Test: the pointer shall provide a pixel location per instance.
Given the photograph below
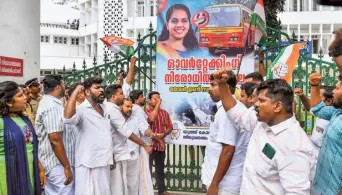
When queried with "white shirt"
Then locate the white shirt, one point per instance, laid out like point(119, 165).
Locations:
point(126, 88)
point(222, 131)
point(49, 119)
point(120, 132)
point(139, 127)
point(318, 133)
point(94, 146)
point(288, 171)
point(139, 112)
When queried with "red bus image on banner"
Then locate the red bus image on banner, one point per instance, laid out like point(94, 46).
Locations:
point(229, 28)
point(11, 66)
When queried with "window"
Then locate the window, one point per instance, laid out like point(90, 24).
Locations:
point(74, 41)
point(314, 6)
point(295, 5)
point(60, 40)
point(44, 39)
point(141, 9)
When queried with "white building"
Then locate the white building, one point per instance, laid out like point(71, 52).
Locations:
point(60, 38)
point(19, 38)
point(311, 22)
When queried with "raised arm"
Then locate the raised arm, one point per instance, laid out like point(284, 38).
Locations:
point(262, 69)
point(70, 108)
point(315, 80)
point(318, 107)
point(305, 100)
point(221, 77)
point(130, 75)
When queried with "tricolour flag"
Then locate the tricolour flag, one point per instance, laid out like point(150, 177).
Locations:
point(260, 23)
point(285, 63)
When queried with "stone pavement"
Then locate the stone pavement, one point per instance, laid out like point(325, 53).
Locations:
point(183, 193)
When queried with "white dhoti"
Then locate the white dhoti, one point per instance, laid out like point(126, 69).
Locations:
point(125, 177)
point(55, 182)
point(132, 177)
point(92, 181)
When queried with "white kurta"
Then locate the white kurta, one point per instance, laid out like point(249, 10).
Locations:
point(132, 176)
point(93, 151)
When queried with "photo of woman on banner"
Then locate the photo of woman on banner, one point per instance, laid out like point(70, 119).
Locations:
point(178, 39)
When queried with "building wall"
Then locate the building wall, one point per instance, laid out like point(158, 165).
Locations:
point(20, 36)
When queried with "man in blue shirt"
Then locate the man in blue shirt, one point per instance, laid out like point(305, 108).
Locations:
point(329, 165)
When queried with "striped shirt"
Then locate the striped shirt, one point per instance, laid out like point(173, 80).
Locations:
point(160, 125)
point(279, 158)
point(49, 120)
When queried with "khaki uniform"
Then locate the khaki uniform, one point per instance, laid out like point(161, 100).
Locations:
point(29, 113)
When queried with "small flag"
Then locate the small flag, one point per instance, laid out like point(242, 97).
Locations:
point(285, 63)
point(260, 23)
point(117, 44)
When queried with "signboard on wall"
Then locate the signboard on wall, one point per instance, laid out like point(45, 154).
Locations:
point(11, 66)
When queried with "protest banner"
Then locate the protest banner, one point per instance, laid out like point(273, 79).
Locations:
point(194, 39)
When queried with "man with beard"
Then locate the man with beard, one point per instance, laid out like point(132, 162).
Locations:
point(35, 96)
point(328, 174)
point(137, 175)
point(247, 94)
point(121, 132)
point(226, 149)
point(280, 155)
point(50, 131)
point(94, 145)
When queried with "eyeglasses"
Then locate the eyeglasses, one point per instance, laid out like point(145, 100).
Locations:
point(337, 51)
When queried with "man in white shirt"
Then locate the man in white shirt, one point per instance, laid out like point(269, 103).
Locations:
point(248, 94)
point(126, 82)
point(54, 150)
point(280, 155)
point(121, 132)
point(139, 100)
point(138, 174)
point(94, 146)
point(225, 151)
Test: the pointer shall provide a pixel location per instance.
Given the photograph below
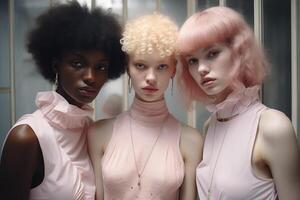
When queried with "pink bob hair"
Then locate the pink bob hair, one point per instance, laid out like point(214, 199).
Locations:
point(226, 26)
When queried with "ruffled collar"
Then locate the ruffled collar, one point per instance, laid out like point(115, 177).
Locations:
point(236, 103)
point(60, 113)
point(151, 113)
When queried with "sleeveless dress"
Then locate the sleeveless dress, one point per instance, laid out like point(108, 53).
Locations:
point(59, 127)
point(226, 167)
point(145, 140)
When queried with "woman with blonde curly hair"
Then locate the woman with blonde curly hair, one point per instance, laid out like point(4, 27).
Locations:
point(145, 153)
point(250, 151)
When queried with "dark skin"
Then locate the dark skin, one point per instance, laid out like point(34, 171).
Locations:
point(81, 74)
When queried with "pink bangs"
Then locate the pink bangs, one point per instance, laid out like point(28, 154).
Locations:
point(220, 25)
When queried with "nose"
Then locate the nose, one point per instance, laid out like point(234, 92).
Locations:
point(151, 77)
point(89, 76)
point(203, 69)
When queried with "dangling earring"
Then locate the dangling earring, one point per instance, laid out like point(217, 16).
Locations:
point(129, 84)
point(172, 86)
point(56, 80)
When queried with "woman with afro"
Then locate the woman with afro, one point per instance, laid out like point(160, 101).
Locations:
point(45, 154)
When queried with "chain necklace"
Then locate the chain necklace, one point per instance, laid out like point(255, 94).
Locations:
point(140, 173)
point(220, 149)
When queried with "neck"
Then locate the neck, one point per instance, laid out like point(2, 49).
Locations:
point(149, 112)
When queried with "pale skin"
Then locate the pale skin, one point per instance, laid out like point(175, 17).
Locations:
point(149, 71)
point(276, 154)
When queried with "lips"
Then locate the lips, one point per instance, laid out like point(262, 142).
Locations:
point(207, 81)
point(150, 89)
point(88, 91)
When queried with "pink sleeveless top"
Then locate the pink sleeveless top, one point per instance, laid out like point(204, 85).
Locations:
point(155, 140)
point(226, 166)
point(59, 127)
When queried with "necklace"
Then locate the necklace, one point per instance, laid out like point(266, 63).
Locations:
point(140, 173)
point(220, 149)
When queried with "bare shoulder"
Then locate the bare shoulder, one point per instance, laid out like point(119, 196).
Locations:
point(101, 126)
point(275, 126)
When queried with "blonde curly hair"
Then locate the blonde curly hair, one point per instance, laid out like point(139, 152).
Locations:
point(154, 31)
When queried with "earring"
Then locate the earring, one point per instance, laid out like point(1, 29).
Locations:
point(56, 79)
point(129, 84)
point(172, 85)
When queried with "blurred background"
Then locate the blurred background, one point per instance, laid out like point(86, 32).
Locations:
point(276, 24)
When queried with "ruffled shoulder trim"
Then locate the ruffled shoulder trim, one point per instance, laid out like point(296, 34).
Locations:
point(62, 114)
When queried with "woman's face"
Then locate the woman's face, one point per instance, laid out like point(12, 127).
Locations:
point(150, 75)
point(210, 68)
point(81, 74)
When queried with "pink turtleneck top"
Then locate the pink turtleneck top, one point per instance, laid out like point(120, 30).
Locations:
point(226, 168)
point(59, 128)
point(145, 140)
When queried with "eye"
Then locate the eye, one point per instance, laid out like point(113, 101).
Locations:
point(192, 62)
point(78, 64)
point(103, 66)
point(140, 66)
point(162, 67)
point(213, 54)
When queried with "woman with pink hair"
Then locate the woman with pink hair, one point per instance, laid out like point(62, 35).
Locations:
point(250, 150)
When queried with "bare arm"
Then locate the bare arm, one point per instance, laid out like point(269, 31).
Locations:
point(191, 148)
point(18, 163)
point(281, 152)
point(98, 136)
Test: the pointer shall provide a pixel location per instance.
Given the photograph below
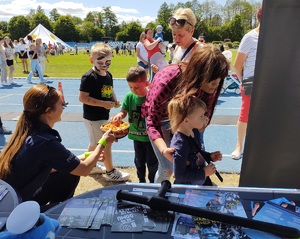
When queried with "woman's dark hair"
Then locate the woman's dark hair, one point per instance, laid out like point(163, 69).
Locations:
point(147, 29)
point(36, 101)
point(207, 64)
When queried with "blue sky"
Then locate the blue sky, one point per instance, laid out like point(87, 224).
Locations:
point(125, 10)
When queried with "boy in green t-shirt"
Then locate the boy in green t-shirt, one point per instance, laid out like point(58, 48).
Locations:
point(144, 154)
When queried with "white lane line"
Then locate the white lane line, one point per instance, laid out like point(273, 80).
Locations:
point(117, 151)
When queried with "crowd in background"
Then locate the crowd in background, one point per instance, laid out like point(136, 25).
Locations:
point(186, 91)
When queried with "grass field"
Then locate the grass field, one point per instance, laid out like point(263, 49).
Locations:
point(74, 66)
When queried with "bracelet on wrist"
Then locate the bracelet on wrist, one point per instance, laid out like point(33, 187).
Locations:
point(86, 154)
point(102, 142)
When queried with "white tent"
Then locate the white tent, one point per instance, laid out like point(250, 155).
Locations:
point(41, 32)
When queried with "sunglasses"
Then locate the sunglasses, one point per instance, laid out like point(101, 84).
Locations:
point(106, 63)
point(180, 22)
point(45, 100)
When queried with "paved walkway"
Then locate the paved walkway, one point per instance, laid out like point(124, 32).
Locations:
point(220, 135)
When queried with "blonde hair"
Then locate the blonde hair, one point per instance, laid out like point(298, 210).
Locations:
point(38, 40)
point(101, 49)
point(142, 37)
point(35, 101)
point(188, 15)
point(181, 106)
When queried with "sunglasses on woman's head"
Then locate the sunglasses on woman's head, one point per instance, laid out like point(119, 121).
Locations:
point(180, 22)
point(106, 63)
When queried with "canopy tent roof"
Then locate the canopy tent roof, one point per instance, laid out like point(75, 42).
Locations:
point(41, 32)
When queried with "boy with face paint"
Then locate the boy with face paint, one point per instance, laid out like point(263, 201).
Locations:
point(98, 97)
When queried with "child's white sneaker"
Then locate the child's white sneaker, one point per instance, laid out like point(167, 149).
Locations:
point(117, 176)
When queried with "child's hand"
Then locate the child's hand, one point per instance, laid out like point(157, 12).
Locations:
point(154, 68)
point(168, 154)
point(108, 104)
point(117, 118)
point(117, 104)
point(216, 156)
point(209, 170)
point(109, 137)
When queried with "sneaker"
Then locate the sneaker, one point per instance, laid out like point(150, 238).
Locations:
point(116, 176)
point(98, 169)
point(5, 131)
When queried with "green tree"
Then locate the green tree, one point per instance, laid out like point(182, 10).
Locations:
point(31, 13)
point(39, 9)
point(18, 26)
point(131, 32)
point(54, 15)
point(41, 18)
point(77, 20)
point(4, 27)
point(236, 29)
point(65, 29)
point(109, 21)
point(95, 18)
point(163, 15)
point(89, 32)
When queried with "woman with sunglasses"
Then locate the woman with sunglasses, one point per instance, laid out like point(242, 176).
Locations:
point(202, 76)
point(182, 24)
point(9, 52)
point(34, 161)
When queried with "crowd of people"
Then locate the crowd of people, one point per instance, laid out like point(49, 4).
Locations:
point(35, 51)
point(167, 117)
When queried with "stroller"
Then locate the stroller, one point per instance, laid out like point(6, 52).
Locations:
point(231, 82)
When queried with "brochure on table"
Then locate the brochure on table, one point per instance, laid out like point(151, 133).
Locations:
point(122, 216)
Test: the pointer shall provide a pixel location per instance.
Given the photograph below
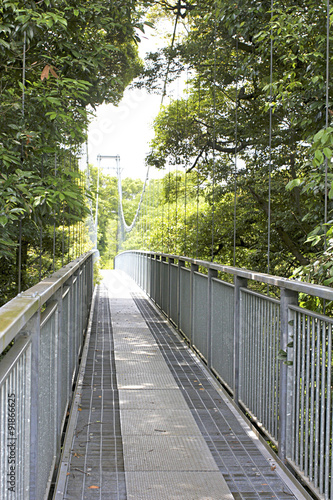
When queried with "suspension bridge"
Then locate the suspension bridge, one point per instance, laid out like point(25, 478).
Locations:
point(175, 377)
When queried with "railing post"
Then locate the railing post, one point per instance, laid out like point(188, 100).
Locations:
point(33, 329)
point(239, 283)
point(288, 297)
point(170, 262)
point(212, 273)
point(163, 259)
point(194, 268)
point(181, 263)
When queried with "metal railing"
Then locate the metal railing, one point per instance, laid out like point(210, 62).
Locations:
point(41, 335)
point(239, 333)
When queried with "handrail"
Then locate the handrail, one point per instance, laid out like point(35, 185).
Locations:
point(37, 371)
point(321, 291)
point(16, 313)
point(274, 358)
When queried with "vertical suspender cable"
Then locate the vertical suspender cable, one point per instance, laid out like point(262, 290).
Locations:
point(236, 152)
point(19, 276)
point(214, 134)
point(270, 147)
point(169, 210)
point(54, 222)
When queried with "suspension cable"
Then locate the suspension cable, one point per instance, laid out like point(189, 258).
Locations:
point(127, 227)
point(236, 151)
point(270, 145)
point(214, 135)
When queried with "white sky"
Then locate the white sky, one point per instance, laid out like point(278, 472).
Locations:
point(126, 130)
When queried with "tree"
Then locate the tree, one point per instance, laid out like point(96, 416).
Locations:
point(226, 50)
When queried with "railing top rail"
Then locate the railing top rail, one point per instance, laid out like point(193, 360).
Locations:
point(16, 313)
point(323, 292)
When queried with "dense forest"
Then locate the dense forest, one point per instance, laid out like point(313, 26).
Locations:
point(246, 150)
point(58, 61)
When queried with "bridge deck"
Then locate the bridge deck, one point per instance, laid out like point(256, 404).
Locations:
point(149, 422)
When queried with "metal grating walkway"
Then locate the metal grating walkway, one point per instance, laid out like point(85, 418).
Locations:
point(148, 421)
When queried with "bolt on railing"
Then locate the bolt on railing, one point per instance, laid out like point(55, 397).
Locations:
point(41, 336)
point(241, 335)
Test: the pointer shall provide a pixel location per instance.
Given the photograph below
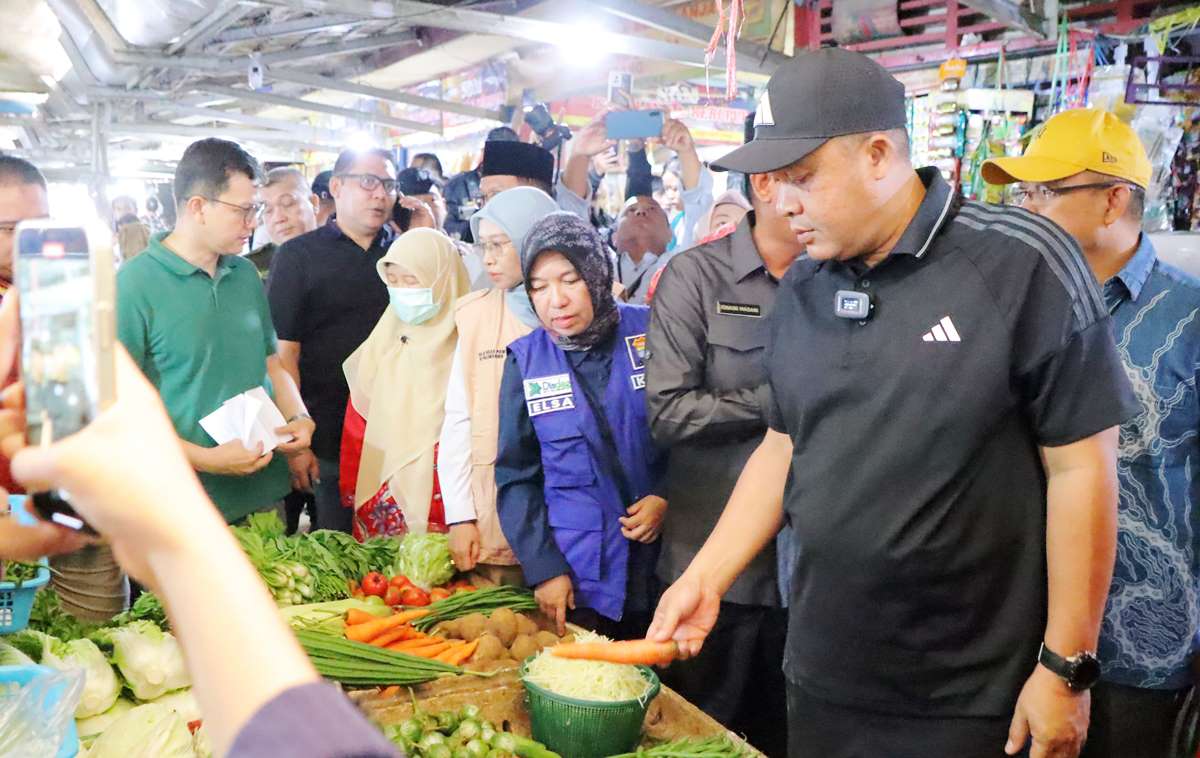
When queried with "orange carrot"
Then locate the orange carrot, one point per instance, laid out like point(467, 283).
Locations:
point(354, 617)
point(461, 654)
point(408, 617)
point(389, 637)
point(370, 630)
point(637, 651)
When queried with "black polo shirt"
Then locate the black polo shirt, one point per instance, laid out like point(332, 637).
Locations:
point(916, 491)
point(327, 294)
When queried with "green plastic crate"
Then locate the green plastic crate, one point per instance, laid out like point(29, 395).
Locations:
point(585, 728)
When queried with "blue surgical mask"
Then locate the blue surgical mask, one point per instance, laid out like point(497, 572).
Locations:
point(413, 306)
point(517, 300)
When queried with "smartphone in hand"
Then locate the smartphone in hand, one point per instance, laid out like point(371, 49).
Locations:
point(64, 274)
point(634, 124)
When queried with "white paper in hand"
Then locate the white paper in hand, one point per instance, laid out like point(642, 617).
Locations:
point(250, 417)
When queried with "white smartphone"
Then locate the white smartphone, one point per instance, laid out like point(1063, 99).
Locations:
point(66, 284)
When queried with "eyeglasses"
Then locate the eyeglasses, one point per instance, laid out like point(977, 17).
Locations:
point(250, 214)
point(370, 182)
point(1042, 193)
point(492, 248)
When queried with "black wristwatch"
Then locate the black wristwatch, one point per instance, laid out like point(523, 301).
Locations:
point(1080, 672)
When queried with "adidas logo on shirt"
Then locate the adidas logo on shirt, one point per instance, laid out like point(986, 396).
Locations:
point(942, 331)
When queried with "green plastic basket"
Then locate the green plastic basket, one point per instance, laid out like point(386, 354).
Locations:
point(575, 728)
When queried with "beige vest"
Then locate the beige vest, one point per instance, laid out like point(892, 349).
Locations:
point(486, 328)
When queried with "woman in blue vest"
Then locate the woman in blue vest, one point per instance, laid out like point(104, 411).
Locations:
point(576, 469)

What the task asks: After reading the entries above, report the number of lines that include the string "lane". Give no other text.

Task output: 2